A federal judge today refused to dismiss a lawsuit against Harvard by a group of Jewish students that the school allowed the campus to become a hotbed of antisemitism where Jewish students came under attack by pro-Palestinian demonstrators from Harvard Yard to a Harvard Law School lounge.

US District Court Judge Richard Stearns's ruling comes one week after he dismissed a similar suit against MIT.

In his Harvard ruling today, Stearns wrote that while the Harvard students failed to prove Harvard, as an institution, discriminated against Jews, they had shown enough evidence that Harvard showed "deliberate indifference" to what was happening to Jews on campus over the past few months to warrant their case continuing. And that could include judicial inquiry into possibly antisemitic acts and statements by individual Harvard administrators, professors and police officers:

[A]s pled, Harvard's reaction was, at best, indecisive, vacillating, and at times internally contradictory. For example, the day after Dean Ball emailed all Harvard Law students that Caspersen lounge was limited to "personal or small group study and conversation," demonstrators hosted a "vigil for martyrs" in the lounge without any pushback from law school administrators. Rather than call a halt to the vigil, Dean Ball attended it. In another venue, while Harvard police officers were on scene at the encampment, when a Jewish student was openly "charged" and "push[ed]," the officers failed to react. And while Harvard, on April 22, 2024, suspended the [Palestinian Solidarity Committee] until the end of the semester, the short-term suspension proved to be in name alone, as the PSC spearheaded the creation of the encampment in Harvard Yard just two days later.

He also cited another allegation from the complaint, by Harvard Divinity School graduate student Alexander Kestenbaum, the lead plaintiff, who Stearns said could continue as a plaintiff even though he has since graduated:

Antisemitic episodes persisted and, if anything, intensified into the spring 2024 semester. On January 2, 2024, Harvard students posted a flurry of antisemitic messages on a University-wide group app called Sidechat. When Kestenbaum reported the messages to Harvard administrators, the official response was to terminate his access to Sidechat and restrict Sidechat membership to current undergraduate students. In late January, posters memorializing Israeli citizens taken hostage by Hamas were vandalized with messages such as "ISRAEL DID 9/11." Soon after, a Harvard employee emailed Kestenbaum inviting him to debate Israel’s "role in 9/11."

++++++++++

OBJECTIVES
a – List every person the article about the Harvard antisemitism lawsuit mentions by name.
b – Write what comes next in the article about the Harvard antisemitism lawsuit, starting after its final sentence.

DATA RECORDS

++++++++++

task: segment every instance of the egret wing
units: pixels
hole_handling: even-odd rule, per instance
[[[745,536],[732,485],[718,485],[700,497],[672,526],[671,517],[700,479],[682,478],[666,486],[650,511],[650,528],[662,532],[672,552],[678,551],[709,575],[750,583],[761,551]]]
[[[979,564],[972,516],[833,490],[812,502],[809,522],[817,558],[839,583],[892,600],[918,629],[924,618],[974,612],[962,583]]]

++++++++++

RESPONSES TO THE EXERCISE
a – Richard Stearns, Dean Ball, Alexander Kestenbaum

b –
Harvard's indifference to Jews even went so far as to order the campus Chabad chapter to remove a Hannukah menorah at night to keep it from being vandalized while at the same time providing 24/7 Harvard Police protection for a Palestinian Support Committee "Wall of Resistance," at least according to the lawsuit, Stearns wrote.

And so:

The protests were, at times, confrontational and physically violent, and plaintiffs legitimately fear their repetition. The harassment also impacted plaintiffs' life experience at Harvard; they dreaded walking through the campus, missed classes, and stopped participating in extracurricular events.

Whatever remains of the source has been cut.